Top of Records shown

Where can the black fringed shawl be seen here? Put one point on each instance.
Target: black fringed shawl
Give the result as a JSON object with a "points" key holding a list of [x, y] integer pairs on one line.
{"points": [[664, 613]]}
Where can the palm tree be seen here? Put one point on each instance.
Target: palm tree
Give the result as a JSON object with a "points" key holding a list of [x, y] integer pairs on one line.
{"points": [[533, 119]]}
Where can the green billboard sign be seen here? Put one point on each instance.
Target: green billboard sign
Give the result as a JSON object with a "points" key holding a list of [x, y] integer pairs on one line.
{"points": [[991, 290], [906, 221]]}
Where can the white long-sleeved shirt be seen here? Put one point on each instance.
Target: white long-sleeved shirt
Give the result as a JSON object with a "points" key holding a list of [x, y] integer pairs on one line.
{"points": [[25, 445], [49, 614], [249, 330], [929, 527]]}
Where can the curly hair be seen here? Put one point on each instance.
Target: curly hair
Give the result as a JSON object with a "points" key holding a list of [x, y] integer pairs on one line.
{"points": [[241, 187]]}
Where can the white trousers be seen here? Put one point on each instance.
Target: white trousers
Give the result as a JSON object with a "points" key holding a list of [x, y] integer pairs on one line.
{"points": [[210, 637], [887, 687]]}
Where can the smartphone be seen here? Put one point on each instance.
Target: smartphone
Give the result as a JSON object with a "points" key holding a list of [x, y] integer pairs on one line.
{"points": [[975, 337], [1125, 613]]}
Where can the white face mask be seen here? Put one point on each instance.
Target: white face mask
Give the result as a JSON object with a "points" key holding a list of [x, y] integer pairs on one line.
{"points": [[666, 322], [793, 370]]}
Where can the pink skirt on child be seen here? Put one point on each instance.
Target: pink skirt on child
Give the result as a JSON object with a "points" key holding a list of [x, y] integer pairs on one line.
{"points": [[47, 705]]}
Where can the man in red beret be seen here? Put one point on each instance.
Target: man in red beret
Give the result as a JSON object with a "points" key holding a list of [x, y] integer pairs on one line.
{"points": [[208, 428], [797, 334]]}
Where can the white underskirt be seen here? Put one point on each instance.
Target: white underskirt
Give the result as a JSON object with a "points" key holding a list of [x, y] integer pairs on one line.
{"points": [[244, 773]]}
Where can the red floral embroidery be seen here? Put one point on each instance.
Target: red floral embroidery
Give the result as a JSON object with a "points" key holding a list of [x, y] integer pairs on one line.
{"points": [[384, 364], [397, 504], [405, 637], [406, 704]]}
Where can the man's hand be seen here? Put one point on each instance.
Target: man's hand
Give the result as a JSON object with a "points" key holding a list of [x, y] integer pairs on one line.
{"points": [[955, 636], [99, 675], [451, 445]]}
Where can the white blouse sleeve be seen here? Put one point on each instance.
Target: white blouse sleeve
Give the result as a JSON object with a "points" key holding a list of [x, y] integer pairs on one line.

Bottom of Records shown

_Description of the task_.
Go through the records and copy each one exactly.

_Task solution_.
Where can the black fringed shawl be seen here? Put one point on each instance.
Target: black fringed shawl
Give the result as a JSON object with a "points" key holding a list of [x, y] integer pairs on one line.
{"points": [[664, 613]]}
Where can the palm tree be seen here? Put one point on each instance.
Target: palm tree
Give the result as a JSON object with a "points" key holding a list of [x, y] integer pairs on one line.
{"points": [[533, 119]]}
Where can the green billboard sign be seen here? Put one point on each instance.
Target: green billboard sign
Give the result as a JSON object with a "points" key holding a list of [x, y] integer pairs on one line.
{"points": [[991, 290], [906, 221]]}
Where can the white long-sleeved shirt be seen here? Put one point on each instance.
Target: white long-sleeved shirt
Give the result as a JSON object with a "points" key holding a list of [x, y] integer pairs on one line.
{"points": [[25, 445], [49, 614], [249, 330], [929, 527]]}
Where can the curly hair be seen here? Put one point on each instance.
Target: curly hair
Give the result as a JSON object with a "points" key holding a list of [x, y] integer pairs on one line.
{"points": [[241, 187]]}
Where can the white trousers be seen here? Put one point on each instance.
Target: white trousers
Give the result as a JSON object with a "points" key holding a list of [x, y] integer pairs on one line.
{"points": [[210, 637], [887, 687]]}
Where can the smartphone be seen here? Put one point on each instance.
Target: smartphone
Give the result as a JSON object with a "points" key holding a list of [x, y] integer pairs on one line.
{"points": [[975, 337], [1125, 613]]}
Where can the white face mask be seen here? Put one point on each instance.
Target: white face mask
Give the result as a JSON object with a "points" key holding a list of [x, y] integer pairs on one line.
{"points": [[666, 322], [793, 370]]}
Where can the pink skirt on child be seen here? Put one point on each instance.
Target: pink skirt on child
Give the result as a JSON object with a "points" key holding a list of [x, y] integer pairs on one line.
{"points": [[47, 705]]}
Where can the man in red beret be seen here? Put one point on each instance.
Target: man in red beret
Give the result as a JSON object with a "points" key holding a list of [x, y] integer pairs on one line.
{"points": [[208, 428], [797, 334]]}
Where can the white underskirt be seen here? Put one point on each instance.
Target: white underskirt
Give the result as a JSON object with a "points" key holding a list of [x, y] integer pairs on one line.
{"points": [[244, 773]]}
Where can the red floral embroidery be seen here? Put one point on each instance.
Target: red floral embroidery
Give the result as a JSON object with a "points" key holding a list of [x, y] integer pairs on one line.
{"points": [[384, 364], [397, 504], [405, 637], [406, 704]]}
Where can the man's hand be seen here? Put one point on each instance.
Target: man's hand
Give the result as a JSON object with a "points" key holding a list of [x, y] integer pairs on one line.
{"points": [[955, 636], [99, 675], [451, 445]]}
Where can the white blouse sleeve be seen here? Put one point on each instance.
Target: white blouse sleeve
Give the result as a JSON object with a "points" key holding a list of [x, y] integer pairs on one line.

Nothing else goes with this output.